> _Task details_
Copy out, word for word, the lines starting at the beginning of the records and ending at the line that contains "column 211, row 117", with both of those lines included.

[Excerpts from a point labeling dataset]
◇ ◇ ◇ ◇ ◇ ◇ ◇

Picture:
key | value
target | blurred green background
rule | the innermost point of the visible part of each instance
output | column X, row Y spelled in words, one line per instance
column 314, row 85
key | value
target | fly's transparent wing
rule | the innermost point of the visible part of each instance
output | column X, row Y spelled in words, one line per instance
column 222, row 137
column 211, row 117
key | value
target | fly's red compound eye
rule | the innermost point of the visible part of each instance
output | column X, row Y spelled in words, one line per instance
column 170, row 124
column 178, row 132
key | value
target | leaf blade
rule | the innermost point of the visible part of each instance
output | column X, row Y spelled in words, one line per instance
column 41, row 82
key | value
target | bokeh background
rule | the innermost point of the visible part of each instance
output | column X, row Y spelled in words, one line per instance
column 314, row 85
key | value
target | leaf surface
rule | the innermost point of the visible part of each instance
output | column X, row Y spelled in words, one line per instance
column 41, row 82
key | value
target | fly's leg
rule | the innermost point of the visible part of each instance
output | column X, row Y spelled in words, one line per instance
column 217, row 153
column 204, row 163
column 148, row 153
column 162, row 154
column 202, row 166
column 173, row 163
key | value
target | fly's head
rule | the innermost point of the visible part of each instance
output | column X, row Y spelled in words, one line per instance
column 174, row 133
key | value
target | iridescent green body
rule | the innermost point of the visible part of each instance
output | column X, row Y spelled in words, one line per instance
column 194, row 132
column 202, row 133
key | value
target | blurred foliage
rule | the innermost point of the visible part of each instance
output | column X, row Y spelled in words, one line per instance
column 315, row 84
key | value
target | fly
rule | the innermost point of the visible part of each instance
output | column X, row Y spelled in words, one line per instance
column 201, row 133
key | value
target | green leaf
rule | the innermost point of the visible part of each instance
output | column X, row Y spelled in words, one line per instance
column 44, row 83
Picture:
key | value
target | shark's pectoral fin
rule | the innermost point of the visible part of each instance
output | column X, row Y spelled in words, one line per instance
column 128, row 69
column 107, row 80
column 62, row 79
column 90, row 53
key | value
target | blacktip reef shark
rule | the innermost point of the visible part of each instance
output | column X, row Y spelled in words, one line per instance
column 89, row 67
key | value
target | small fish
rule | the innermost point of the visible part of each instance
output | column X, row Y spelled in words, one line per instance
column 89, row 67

◇ ◇ ◇ ◇ ◇ ◇ ◇

> _Result of the task_
Picture:
key | value
target | blurred green background
rule | the innermost point of the visible part of each instance
output | column X, row Y spelled in words, one line per instance
column 314, row 85
key | value
target | fly's transparent wing
rule | the innermost point of the visible part of each instance
output | column X, row Y spelled in words, one line per instance
column 222, row 137
column 211, row 117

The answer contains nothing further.